**Task to carry out:** Please pick out every line of the listing that contains the word "panel", and copy each one; case counts.

---------- Extracted entries

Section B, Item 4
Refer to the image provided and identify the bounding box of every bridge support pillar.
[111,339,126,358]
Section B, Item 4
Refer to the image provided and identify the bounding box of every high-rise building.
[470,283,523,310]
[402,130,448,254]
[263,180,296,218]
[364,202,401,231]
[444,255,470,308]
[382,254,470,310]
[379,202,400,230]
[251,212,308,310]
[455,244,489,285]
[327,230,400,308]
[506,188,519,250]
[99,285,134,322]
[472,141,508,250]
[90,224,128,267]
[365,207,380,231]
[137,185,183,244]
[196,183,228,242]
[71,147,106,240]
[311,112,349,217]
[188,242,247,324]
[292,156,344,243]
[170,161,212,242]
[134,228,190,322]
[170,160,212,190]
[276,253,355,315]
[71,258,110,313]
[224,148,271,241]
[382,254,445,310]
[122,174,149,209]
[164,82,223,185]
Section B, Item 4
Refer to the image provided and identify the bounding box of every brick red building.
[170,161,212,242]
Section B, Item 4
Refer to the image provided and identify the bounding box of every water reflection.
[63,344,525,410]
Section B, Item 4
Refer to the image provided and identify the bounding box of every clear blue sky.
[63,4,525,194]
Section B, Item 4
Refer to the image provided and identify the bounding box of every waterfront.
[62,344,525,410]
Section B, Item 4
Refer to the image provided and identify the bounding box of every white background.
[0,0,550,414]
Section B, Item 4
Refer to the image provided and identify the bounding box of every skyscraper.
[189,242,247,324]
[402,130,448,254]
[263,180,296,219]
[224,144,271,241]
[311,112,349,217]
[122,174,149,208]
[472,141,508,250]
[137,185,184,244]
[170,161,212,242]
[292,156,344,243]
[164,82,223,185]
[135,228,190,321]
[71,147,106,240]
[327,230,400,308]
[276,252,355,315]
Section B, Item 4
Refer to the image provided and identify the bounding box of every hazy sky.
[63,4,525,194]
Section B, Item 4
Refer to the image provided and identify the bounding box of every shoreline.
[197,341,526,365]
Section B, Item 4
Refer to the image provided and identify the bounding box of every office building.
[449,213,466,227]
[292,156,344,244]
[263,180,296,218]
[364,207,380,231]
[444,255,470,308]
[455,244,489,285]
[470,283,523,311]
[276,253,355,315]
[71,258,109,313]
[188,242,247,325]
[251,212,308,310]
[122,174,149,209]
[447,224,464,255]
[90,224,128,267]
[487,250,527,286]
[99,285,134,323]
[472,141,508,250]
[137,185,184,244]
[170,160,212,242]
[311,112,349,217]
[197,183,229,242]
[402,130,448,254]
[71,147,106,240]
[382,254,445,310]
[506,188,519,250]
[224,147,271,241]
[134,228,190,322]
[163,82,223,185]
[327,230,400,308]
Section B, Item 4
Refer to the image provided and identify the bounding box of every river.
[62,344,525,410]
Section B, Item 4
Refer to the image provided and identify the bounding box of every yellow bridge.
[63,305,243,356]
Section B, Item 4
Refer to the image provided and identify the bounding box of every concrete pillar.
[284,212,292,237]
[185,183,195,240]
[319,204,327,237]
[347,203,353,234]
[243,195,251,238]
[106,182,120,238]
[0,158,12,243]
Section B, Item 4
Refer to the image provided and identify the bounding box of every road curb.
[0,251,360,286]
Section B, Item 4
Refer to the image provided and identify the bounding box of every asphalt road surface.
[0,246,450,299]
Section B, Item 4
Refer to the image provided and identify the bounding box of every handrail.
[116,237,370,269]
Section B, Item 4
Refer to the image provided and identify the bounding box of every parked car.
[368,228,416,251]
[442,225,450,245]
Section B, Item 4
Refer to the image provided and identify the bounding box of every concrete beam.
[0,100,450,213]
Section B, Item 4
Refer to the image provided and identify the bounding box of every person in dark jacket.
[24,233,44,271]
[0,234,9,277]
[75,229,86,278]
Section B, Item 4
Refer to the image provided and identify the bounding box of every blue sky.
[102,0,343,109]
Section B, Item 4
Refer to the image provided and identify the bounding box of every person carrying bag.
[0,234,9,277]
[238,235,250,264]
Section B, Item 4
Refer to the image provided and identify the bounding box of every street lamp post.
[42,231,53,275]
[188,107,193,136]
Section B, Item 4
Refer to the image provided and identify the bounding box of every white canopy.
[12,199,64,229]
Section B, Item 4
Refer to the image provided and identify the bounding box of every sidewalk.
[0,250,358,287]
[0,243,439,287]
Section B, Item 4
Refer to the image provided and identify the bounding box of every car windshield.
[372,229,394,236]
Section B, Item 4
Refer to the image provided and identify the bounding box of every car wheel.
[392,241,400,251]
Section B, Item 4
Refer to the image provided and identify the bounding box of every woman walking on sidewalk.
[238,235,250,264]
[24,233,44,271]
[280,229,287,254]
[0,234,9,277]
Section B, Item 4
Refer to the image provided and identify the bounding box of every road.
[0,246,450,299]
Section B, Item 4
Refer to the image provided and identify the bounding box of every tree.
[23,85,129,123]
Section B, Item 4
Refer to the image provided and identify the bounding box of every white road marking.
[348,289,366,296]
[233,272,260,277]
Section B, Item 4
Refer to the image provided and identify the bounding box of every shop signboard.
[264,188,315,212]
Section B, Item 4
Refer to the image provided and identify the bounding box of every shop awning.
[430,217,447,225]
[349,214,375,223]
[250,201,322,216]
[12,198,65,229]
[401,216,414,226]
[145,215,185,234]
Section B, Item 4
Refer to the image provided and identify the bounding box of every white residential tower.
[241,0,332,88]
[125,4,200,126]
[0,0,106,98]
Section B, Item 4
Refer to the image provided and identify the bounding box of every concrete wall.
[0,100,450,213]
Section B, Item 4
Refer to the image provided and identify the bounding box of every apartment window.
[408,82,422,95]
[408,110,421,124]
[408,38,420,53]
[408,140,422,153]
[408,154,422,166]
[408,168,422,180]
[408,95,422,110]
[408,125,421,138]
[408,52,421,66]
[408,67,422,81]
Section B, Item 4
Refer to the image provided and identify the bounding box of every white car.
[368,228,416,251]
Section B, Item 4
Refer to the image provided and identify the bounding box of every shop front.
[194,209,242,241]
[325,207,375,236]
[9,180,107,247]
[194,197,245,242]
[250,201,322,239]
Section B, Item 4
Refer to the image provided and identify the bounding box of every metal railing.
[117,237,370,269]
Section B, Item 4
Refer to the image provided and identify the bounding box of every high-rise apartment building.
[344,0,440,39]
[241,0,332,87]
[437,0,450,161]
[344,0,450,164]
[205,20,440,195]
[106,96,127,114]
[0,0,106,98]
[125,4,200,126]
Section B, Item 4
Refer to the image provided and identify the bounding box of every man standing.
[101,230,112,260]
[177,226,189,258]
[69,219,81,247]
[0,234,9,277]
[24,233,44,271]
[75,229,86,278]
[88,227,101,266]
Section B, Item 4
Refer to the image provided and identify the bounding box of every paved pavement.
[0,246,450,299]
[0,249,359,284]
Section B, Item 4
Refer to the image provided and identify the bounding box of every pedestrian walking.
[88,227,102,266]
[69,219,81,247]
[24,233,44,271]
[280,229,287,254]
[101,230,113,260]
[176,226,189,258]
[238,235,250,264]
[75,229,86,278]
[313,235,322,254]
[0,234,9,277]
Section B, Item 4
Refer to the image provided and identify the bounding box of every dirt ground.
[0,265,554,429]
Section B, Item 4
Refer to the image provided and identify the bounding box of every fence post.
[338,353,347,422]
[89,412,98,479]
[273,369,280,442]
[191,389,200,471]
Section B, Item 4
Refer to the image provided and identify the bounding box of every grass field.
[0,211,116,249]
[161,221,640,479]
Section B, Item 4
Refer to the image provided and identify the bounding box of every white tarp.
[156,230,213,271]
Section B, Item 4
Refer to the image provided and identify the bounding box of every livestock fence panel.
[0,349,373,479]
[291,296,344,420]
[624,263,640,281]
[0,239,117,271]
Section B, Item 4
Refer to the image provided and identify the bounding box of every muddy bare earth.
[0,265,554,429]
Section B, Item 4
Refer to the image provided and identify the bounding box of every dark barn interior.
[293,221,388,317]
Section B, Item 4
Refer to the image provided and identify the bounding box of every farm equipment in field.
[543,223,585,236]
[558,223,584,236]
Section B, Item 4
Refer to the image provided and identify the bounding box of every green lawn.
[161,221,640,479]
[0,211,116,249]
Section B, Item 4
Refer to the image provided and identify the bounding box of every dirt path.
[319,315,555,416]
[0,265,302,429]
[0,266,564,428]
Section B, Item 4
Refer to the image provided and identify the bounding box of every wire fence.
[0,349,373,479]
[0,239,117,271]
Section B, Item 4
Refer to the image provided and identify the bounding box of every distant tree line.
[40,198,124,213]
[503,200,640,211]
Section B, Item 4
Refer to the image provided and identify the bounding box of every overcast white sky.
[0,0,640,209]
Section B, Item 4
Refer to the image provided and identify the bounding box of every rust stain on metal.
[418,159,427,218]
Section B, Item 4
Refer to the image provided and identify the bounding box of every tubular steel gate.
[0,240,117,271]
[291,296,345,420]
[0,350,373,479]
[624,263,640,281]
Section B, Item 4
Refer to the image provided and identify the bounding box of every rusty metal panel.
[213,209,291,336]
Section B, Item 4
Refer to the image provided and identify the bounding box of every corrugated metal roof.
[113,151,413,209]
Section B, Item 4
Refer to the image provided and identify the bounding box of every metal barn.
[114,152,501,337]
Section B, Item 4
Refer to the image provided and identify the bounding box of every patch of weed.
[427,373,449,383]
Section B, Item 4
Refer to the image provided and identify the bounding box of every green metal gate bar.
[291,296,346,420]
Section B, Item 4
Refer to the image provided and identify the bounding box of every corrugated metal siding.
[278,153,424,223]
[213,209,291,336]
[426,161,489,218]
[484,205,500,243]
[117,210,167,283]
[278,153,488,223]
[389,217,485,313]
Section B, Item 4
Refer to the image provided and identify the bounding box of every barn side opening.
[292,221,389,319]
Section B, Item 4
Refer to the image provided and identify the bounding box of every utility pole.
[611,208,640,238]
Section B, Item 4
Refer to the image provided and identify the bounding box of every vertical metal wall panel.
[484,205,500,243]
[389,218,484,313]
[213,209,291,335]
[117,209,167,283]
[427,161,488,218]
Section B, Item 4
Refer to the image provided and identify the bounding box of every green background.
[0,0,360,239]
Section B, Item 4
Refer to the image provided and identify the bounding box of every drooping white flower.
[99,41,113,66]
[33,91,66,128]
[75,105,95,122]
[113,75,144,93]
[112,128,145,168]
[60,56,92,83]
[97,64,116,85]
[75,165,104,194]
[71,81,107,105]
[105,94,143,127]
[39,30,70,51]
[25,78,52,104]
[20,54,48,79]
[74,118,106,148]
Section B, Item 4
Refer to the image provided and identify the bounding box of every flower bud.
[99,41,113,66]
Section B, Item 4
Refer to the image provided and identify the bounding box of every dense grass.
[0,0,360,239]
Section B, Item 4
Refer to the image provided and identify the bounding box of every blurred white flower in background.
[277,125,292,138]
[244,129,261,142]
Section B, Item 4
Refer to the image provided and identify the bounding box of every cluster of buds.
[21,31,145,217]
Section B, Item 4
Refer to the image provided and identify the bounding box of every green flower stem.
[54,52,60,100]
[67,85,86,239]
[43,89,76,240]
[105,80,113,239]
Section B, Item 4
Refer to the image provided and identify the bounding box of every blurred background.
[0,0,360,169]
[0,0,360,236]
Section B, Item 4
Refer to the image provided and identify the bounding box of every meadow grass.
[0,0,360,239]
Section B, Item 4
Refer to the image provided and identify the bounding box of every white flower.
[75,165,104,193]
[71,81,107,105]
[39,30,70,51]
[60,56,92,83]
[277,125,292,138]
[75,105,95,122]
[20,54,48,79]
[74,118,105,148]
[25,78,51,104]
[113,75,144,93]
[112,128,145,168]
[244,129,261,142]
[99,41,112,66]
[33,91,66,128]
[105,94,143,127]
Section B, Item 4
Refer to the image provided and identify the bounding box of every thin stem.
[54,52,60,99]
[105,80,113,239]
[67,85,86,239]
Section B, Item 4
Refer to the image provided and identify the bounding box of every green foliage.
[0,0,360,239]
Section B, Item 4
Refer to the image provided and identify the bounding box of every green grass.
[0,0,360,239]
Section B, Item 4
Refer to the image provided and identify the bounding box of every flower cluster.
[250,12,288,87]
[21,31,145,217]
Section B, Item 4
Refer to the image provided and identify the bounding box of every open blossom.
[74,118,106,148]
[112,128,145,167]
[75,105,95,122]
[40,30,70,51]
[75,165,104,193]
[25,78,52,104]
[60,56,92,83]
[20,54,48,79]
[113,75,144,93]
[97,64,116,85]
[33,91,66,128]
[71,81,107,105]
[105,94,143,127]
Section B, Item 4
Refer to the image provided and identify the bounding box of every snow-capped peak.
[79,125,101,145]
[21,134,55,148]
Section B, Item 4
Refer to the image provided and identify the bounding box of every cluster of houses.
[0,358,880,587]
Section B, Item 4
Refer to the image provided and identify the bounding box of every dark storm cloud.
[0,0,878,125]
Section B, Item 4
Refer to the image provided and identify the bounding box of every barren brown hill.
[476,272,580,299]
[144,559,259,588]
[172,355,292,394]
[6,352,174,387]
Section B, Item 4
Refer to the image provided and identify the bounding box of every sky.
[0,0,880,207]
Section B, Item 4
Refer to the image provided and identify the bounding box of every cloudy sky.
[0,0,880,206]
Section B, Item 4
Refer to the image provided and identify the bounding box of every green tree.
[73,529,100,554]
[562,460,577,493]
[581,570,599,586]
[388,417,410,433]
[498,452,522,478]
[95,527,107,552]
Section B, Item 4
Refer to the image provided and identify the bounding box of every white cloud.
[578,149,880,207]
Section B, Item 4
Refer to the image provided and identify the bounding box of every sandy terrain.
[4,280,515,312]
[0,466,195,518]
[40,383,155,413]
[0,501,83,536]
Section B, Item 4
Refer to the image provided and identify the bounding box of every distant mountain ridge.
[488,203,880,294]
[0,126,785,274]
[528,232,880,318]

--------------------

**Answer to this problem:**
Refer to the image provided and identify the bounding box of every livestock fence panel.
Refer to the image provided and identify the bounding box of every rusty metal panel.
Refer to the image provided and identify the bounding box of every vertical metal wall panel.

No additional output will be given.